Obviamente não se fala de que isso permite no Brasil a transferência
de recursos públicos para o setor privado.
Por
último, mas não menos importante é preciso chamar a atenção para o
fato da criação do PROIFES. “Entidade” que serviu apenas para tentar
quebrar o ANDES-SN e que hoje “our guest star” governamental para
fingir que negocia. Essa “entidade” não conseguiu mudar a regra
salarial ou de carreira. Mas atrapalhou e muito a mobilização dos
docentes. Estes primeiro fingiram que o proifes (em minúscula mesmo)
não existia – era quase pecado falar nele – e agora se defrontam com
um longo processo de desgaste do ANDES-SN seja pela retirada das
entidades de base, seja pelo reforço à cassação do nosso registro
sindical.
Considerando a questão acima, como o Sindicato Nacional pode se
aproximar mais da sua base? Qual a receita para que o ANDES-SN
permaneça sendo reconhecido como um Sindicato Classista e Autônomo por
mais 30 anos?
Edmundo
Fernandes Dias:
Essa é a questão crucial. Na realidade co-existem na Universidade
Pública de pelo menos duas gerações. Uma que viveu o mito do
desenvolvimentismo, do capitalismo autônomo e da democracia ainda que
liberal. Outra que veio junto com a chamada transformação do mundo do
capital. A pesquisa socialmente engajada perdeu sentido para muitos
docentes. O produtivismo – que é diferente de produtividade – faz com
que publicar seja o referencial, o ensino deixa de ser relevante. O
Currículo Lattes passa a ser o termômetro da vida acadêmica. A tarefa
é como fazer essas duas gerações dialogarem. Penso que isto passa por
um debate mais profundo com a sociedade. Vencer esse corte permitirá
colocar em movimento a academia. Aqui a sociedade tem um papel mais
que decisivo. Se ela vencer o seu preconceito antiintelectualista – de
que nós somos em grande parte responsáveis – poderemos ver esse
processo pôr-se em movimento. Tratamos um pouco dessa questão nas
respostas acima.

Dados de origem:
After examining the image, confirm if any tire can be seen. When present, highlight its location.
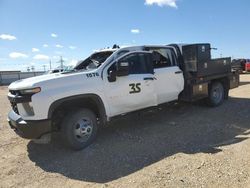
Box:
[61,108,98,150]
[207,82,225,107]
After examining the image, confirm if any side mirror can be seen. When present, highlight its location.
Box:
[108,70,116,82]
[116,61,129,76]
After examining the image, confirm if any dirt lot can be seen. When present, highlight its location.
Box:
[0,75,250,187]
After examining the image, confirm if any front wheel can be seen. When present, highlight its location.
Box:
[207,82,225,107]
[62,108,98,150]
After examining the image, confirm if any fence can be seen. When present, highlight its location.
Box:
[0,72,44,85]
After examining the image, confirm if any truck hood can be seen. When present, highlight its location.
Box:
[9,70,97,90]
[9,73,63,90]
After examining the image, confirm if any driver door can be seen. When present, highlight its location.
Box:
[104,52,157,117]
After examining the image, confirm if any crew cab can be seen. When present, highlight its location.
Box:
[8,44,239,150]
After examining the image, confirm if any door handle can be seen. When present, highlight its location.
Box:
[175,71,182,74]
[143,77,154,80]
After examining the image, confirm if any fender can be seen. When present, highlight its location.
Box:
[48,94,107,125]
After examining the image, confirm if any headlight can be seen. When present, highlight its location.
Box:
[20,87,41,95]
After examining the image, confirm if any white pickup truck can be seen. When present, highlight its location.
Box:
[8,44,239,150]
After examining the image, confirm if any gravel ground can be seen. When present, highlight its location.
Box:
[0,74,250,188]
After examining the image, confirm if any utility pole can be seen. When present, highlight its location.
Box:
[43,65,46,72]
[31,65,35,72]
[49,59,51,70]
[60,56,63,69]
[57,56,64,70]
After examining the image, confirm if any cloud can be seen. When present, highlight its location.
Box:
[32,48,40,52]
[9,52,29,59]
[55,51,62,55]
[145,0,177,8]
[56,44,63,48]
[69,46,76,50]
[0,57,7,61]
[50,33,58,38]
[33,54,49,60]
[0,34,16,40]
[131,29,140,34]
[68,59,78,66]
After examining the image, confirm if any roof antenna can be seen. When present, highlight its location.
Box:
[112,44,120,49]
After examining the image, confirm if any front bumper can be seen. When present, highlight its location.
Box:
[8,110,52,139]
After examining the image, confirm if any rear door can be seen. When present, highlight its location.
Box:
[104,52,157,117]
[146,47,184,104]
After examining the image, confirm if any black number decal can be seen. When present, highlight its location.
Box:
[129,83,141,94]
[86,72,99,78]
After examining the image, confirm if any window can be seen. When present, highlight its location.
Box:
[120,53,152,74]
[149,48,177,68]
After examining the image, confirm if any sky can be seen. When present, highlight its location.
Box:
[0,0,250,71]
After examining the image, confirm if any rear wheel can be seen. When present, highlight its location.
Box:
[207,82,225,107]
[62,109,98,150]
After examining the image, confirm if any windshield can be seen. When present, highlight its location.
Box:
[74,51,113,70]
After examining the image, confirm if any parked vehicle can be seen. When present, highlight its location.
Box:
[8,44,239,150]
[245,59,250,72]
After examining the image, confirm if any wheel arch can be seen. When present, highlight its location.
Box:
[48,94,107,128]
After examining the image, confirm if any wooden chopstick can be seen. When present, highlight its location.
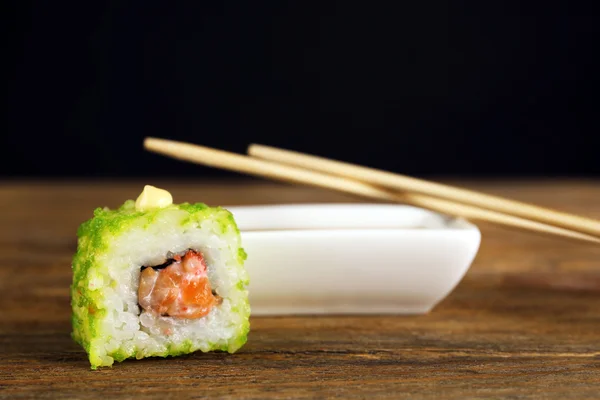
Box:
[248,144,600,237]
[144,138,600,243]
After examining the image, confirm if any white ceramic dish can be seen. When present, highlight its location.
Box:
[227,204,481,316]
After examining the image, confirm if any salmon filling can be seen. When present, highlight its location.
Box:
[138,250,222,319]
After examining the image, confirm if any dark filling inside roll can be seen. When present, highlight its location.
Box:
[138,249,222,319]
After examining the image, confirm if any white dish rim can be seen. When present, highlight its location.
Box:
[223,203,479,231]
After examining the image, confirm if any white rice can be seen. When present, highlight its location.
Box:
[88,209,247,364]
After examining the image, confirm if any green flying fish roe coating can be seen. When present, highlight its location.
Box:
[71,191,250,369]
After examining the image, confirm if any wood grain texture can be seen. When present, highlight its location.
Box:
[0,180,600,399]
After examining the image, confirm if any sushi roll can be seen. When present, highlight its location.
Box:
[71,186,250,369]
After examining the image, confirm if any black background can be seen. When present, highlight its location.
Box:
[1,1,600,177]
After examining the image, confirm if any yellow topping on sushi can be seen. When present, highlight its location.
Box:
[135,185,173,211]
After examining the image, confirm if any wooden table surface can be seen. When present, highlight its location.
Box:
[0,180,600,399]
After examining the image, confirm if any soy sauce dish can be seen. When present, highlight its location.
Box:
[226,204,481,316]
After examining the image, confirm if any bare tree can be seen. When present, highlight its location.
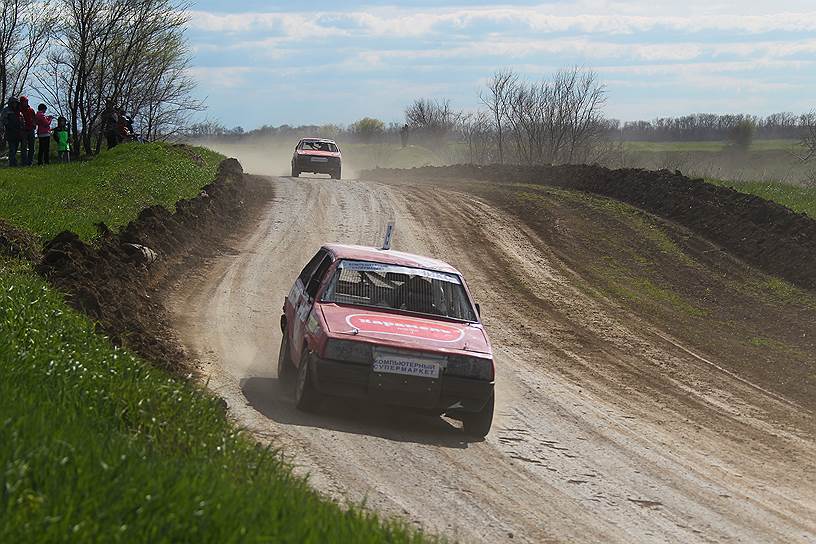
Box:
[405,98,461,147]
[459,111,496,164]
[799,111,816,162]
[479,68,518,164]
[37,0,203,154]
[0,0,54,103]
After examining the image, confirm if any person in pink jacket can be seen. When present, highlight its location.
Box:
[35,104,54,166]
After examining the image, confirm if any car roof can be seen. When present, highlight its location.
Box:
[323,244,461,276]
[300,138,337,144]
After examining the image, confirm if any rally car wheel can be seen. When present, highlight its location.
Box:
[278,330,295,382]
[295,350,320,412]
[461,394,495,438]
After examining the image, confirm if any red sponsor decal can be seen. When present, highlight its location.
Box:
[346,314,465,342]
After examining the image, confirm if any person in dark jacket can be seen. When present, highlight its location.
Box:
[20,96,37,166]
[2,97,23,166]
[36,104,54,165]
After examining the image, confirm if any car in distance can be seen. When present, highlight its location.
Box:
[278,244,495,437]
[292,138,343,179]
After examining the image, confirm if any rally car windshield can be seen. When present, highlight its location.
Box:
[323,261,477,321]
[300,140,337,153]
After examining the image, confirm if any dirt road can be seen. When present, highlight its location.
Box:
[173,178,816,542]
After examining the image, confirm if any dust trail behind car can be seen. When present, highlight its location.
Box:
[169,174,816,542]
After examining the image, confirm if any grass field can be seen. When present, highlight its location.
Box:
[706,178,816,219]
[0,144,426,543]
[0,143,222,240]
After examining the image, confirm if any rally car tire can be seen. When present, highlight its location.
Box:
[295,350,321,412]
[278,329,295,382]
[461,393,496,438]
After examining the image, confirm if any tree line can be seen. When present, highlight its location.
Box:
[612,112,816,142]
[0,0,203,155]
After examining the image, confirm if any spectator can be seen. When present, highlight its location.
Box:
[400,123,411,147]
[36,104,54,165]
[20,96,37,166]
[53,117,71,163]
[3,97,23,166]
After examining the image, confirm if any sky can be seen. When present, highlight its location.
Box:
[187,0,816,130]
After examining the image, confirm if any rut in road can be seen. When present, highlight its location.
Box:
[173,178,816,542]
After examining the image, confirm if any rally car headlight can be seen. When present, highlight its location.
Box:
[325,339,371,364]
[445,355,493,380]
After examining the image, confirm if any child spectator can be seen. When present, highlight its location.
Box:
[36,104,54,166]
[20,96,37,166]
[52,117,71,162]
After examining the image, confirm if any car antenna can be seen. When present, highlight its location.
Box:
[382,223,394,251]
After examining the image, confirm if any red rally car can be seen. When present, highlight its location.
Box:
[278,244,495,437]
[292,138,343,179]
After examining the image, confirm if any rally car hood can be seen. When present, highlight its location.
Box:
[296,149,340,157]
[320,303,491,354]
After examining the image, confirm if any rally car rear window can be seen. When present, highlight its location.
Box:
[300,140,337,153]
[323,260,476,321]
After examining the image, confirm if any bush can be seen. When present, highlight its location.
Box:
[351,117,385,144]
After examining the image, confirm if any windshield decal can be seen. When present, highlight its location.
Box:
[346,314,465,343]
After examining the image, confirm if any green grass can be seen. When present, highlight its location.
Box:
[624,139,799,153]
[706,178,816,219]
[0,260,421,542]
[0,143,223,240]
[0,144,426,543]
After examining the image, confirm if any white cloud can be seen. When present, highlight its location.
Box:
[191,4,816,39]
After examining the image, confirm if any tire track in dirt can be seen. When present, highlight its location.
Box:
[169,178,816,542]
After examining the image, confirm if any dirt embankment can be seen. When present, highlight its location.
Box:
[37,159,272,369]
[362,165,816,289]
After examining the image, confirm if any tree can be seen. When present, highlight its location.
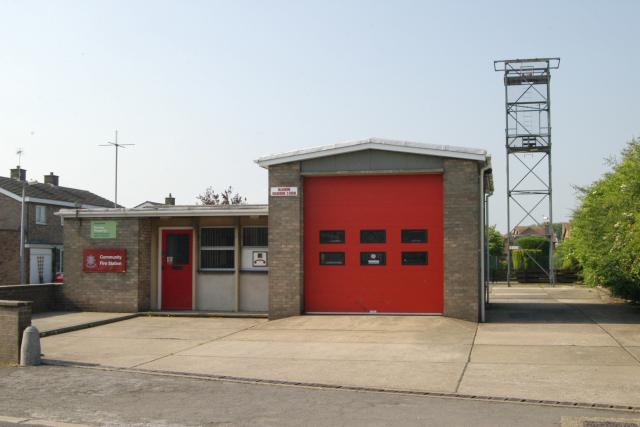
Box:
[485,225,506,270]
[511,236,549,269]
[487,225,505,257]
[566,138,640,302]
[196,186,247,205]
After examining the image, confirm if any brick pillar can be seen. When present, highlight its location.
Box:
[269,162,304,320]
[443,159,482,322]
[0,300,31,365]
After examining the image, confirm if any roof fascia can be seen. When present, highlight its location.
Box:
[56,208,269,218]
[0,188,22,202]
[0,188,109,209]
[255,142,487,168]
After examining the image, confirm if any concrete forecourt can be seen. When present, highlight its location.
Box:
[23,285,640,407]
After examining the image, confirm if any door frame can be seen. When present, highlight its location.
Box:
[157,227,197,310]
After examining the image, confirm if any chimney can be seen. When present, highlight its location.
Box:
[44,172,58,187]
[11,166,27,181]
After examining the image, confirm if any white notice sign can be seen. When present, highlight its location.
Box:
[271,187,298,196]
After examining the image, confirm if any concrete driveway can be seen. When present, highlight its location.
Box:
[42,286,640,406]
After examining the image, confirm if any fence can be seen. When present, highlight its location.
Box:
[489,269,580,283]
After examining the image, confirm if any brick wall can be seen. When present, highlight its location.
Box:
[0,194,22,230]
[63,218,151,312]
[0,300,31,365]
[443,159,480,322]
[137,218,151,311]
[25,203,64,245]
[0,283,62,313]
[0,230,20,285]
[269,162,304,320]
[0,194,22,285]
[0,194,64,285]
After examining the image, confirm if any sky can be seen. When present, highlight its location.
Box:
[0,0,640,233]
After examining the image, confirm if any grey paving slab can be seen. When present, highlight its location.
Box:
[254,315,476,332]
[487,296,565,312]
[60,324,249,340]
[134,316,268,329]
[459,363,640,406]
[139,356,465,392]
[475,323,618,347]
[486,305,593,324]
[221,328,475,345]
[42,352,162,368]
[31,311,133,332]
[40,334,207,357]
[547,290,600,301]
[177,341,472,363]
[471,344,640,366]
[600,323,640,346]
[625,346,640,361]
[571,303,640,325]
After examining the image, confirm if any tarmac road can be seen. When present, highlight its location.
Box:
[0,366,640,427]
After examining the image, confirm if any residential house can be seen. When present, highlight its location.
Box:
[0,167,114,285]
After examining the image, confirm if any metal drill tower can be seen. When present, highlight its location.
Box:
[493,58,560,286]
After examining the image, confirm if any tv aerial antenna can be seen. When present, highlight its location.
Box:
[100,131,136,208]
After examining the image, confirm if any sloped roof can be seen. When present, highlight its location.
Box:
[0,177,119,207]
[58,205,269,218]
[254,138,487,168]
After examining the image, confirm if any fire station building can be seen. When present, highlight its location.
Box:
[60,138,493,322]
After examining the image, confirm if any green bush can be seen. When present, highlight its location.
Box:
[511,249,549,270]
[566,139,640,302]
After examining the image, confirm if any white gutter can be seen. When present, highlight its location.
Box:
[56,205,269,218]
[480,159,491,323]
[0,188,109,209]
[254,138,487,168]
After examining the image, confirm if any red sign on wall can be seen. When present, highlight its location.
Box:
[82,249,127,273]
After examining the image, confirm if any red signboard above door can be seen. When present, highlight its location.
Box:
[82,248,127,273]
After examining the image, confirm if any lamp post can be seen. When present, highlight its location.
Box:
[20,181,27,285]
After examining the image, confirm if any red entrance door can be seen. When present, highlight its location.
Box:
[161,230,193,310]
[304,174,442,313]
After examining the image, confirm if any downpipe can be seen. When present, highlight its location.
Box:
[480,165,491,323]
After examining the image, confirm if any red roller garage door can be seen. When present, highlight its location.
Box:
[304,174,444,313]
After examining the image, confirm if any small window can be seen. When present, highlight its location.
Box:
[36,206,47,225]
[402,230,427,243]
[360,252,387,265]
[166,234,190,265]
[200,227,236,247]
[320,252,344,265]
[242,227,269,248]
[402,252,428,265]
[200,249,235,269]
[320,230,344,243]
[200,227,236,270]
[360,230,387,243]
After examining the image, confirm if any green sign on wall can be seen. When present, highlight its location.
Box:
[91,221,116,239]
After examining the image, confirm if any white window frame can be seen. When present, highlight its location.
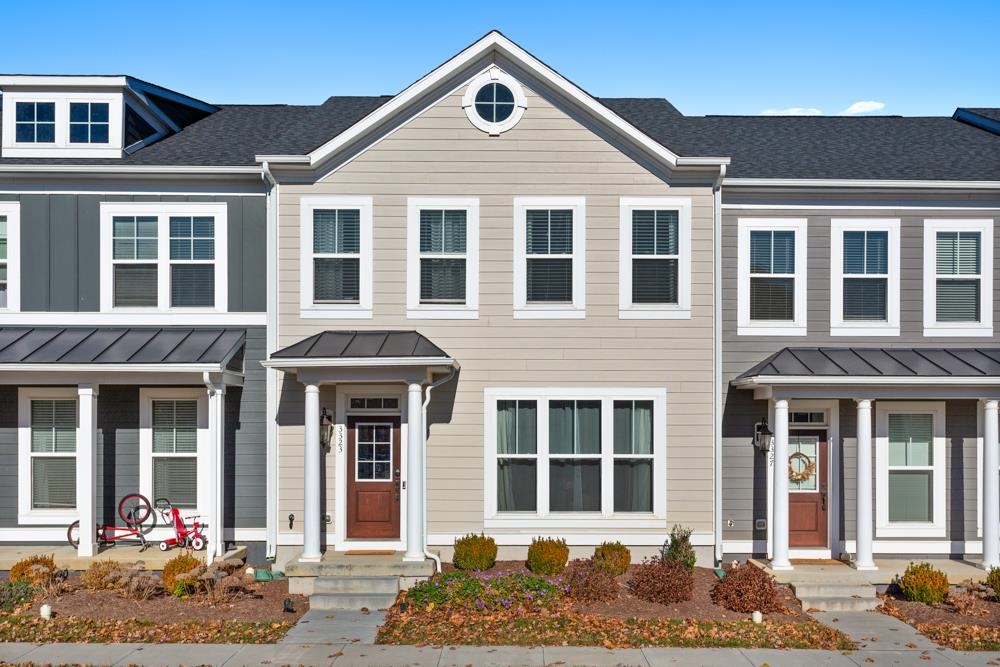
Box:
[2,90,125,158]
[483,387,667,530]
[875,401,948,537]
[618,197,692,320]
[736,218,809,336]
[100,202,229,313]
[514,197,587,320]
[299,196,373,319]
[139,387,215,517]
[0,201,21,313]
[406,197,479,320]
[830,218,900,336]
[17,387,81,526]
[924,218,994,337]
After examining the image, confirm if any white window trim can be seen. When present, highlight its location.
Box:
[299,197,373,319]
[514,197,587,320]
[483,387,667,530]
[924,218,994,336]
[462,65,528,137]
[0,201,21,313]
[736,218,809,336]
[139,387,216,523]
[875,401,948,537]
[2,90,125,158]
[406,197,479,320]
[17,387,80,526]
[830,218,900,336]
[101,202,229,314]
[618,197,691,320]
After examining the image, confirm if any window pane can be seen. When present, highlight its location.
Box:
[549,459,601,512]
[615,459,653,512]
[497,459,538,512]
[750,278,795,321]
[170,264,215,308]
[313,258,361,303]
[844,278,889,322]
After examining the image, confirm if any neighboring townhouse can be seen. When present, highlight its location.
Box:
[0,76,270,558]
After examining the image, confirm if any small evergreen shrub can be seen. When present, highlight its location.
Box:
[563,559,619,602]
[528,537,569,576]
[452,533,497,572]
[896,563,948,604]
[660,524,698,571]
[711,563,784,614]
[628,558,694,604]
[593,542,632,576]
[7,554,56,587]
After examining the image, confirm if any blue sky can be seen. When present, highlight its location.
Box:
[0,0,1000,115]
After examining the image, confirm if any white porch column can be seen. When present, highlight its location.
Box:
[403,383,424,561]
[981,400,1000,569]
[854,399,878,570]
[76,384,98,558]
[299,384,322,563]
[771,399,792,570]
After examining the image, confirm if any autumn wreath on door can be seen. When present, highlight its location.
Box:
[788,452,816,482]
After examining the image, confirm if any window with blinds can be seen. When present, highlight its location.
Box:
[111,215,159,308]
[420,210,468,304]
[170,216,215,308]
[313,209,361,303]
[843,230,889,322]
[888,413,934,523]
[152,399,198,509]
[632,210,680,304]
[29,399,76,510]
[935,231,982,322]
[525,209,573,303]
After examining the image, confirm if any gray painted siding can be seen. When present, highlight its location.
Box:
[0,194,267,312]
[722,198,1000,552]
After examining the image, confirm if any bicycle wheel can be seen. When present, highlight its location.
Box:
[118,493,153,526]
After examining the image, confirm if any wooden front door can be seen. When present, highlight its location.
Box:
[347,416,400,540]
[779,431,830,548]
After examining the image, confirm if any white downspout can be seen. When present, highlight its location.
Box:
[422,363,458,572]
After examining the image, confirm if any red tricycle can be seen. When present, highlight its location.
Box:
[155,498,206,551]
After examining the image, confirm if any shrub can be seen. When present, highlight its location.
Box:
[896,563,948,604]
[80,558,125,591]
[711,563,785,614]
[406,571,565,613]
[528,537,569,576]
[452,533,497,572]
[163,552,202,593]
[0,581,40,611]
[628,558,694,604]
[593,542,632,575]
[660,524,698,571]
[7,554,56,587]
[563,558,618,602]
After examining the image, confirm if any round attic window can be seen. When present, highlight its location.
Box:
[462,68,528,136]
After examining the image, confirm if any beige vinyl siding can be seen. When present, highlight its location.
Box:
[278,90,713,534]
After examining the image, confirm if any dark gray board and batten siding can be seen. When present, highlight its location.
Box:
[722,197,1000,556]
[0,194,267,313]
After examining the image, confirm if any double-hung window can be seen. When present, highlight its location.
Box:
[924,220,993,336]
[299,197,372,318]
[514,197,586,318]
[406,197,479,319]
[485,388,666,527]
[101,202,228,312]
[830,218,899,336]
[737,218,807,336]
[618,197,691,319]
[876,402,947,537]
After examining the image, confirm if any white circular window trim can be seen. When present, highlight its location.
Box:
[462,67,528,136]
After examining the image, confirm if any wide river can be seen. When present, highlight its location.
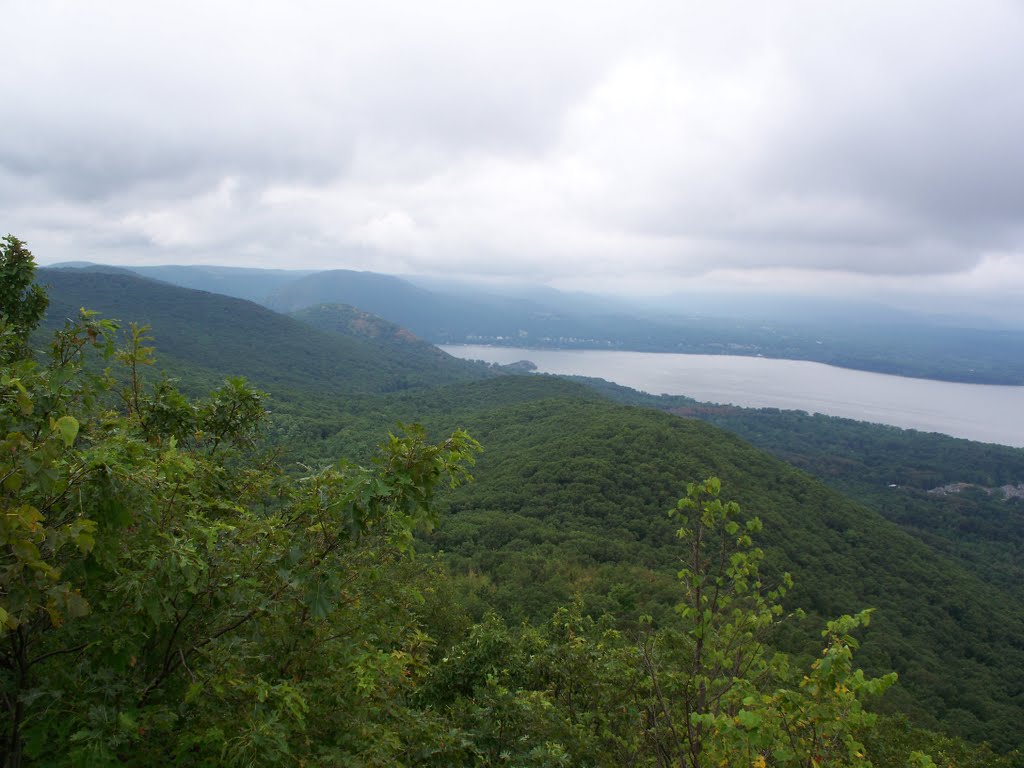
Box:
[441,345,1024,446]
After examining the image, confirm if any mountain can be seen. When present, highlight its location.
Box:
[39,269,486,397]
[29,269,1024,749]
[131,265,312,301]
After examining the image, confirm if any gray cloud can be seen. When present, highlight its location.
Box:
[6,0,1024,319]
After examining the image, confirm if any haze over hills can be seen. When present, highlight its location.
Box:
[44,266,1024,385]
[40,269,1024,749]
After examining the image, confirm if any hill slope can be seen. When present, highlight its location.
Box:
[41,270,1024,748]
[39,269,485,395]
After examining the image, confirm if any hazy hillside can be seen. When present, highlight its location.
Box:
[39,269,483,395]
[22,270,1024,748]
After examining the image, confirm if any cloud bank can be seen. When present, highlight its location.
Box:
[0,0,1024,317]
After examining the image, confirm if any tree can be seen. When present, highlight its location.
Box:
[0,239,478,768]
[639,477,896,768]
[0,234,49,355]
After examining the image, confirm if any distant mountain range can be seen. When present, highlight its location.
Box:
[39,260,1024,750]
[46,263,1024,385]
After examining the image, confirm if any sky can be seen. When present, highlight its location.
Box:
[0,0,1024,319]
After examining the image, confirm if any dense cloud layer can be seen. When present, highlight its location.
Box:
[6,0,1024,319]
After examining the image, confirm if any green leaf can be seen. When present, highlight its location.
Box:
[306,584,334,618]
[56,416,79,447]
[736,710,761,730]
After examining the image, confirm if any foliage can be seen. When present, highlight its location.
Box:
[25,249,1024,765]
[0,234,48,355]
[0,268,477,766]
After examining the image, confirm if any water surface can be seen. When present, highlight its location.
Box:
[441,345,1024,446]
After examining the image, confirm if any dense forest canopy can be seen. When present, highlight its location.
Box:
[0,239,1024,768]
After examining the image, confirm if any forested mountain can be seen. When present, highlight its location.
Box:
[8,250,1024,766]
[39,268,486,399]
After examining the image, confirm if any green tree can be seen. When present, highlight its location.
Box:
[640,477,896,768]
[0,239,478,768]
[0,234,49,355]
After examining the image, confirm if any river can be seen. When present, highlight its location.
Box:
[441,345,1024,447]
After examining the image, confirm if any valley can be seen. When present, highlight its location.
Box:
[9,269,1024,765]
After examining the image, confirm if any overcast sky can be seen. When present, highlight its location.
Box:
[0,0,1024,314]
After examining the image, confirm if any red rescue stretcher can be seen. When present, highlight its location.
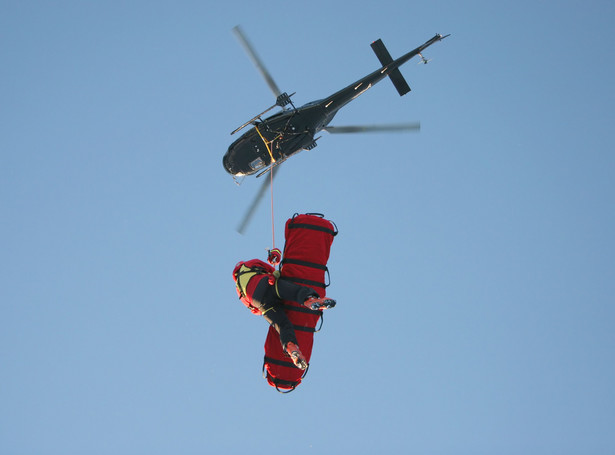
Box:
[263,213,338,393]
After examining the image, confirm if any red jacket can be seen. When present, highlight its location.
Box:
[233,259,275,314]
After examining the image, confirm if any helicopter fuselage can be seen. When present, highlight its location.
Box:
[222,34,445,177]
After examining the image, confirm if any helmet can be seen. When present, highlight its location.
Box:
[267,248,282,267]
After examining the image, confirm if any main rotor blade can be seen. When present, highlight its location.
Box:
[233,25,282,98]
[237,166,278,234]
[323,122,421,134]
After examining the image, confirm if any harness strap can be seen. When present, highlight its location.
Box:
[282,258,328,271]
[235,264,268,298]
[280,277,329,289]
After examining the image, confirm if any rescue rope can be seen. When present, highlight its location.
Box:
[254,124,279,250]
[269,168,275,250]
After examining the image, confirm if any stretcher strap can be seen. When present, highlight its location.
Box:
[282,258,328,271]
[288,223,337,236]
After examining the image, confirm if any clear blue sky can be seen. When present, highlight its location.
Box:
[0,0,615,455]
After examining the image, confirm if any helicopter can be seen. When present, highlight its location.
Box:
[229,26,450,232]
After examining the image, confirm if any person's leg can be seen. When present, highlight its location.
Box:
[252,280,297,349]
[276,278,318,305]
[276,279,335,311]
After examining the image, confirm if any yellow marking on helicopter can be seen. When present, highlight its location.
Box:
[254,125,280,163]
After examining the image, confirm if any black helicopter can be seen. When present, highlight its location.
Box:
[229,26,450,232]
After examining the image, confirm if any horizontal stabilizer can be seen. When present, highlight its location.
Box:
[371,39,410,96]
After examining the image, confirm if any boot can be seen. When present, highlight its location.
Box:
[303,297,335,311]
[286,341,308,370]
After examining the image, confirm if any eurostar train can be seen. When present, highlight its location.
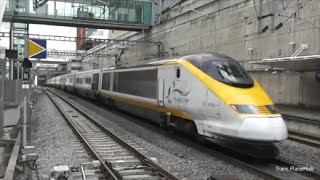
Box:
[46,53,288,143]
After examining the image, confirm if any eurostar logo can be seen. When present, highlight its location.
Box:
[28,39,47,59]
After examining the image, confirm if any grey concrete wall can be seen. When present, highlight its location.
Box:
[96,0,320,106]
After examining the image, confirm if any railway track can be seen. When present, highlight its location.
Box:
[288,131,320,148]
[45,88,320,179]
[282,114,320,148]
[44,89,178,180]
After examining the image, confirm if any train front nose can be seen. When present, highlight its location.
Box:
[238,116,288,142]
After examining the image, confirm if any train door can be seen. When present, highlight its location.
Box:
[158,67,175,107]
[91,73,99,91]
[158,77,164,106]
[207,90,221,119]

O que fazer:
- 1) Responda às perguntas abaixo com base no texto de estudo.
(a) O que a "entidade" PROIFES não conseguiu mudar?
(b) O que passa a ser o termômetro da vida acadêmica?
(c) Quantas gerações, no mínimo, coexistem na Universidade Pública?
- 2) Prossiga a entrevista sobre o ANDES-SN, começando logo após a última frase do texto de estudo.

Respostas abaixo:
- 1)
(a) A regra salarial ou de carreira.
(b) O Currículo Lattes.
(c) Pelo menos duas.

- 2)
Por que
é tão importante para o Sindicato Nacional estar filiado à
CSP-Conlutas? Que contribuições a Central pode trazer para o campo
político?
Edmundo
Fernandes Dias:
Estar na CSP-Conlutas é uma grande possibilidade de fazer o debate com
a sociedade. Com a CSP-Conlutas temos uma central autônoma. E é essa
autonomia que permitirá – junto com outros setores que se coloquem no
campo da luta contra as medidas mais repressivas do capitalismo. Como
a CSP-Conlutas reúne os movimentos de juventude, de etnias (recuso-me
a falar em raça, pois quem viveu o século passado sabe bem ao que
fomos levados por essa questão associadas é claro ao capitalismo), de
gênero, de classe, de cultura popular. É esse o grande debate e a
construção com esse conjunto que vai permitir a todos nós superarmos a
ordem do Capital.
Em seu
30º Congresso, o ANDES-SN aprovou o Plano de Carreira do Professor
Federal. Qual a importância desta deliberação para a categoria? Por
que o Sindicato Nacional demorou a ter um próprio Plano de Carreira
para os professores? Que outras deliberações do último evento do
Sindicato Nacional considera essencial destacar?
Edmundo
Fernandes Dias:
Curioso! A primeira greve nacional dos docentes foi exatamente sobre a
questão da carreira. A carreira vigente foi imposta pelo governo, não
representando o ponto de vista da categoria. Hoje estamos novamente
nessa luta. Durante todo esse longo intervalo o governo, como prática
normal, buscou com todas suas forças defraudar essa carreira por ele
mesmo imposta. Lembremos a GRIPE, os centros de excelência, as PPP, a
lei que permitia o uso dos recursos pelas empresas privadas, o
esvaziamento da pesquisa universitária. Demoramos a ter uma proposta?
Sim, porque se fez necessário um enorme esforço para termos a proposta
que pudesse ser a mais interessante para a categoria. Haverá
descontentamento? Pode ser, mas fez-se o máximo para chegar a um
consenso ativo.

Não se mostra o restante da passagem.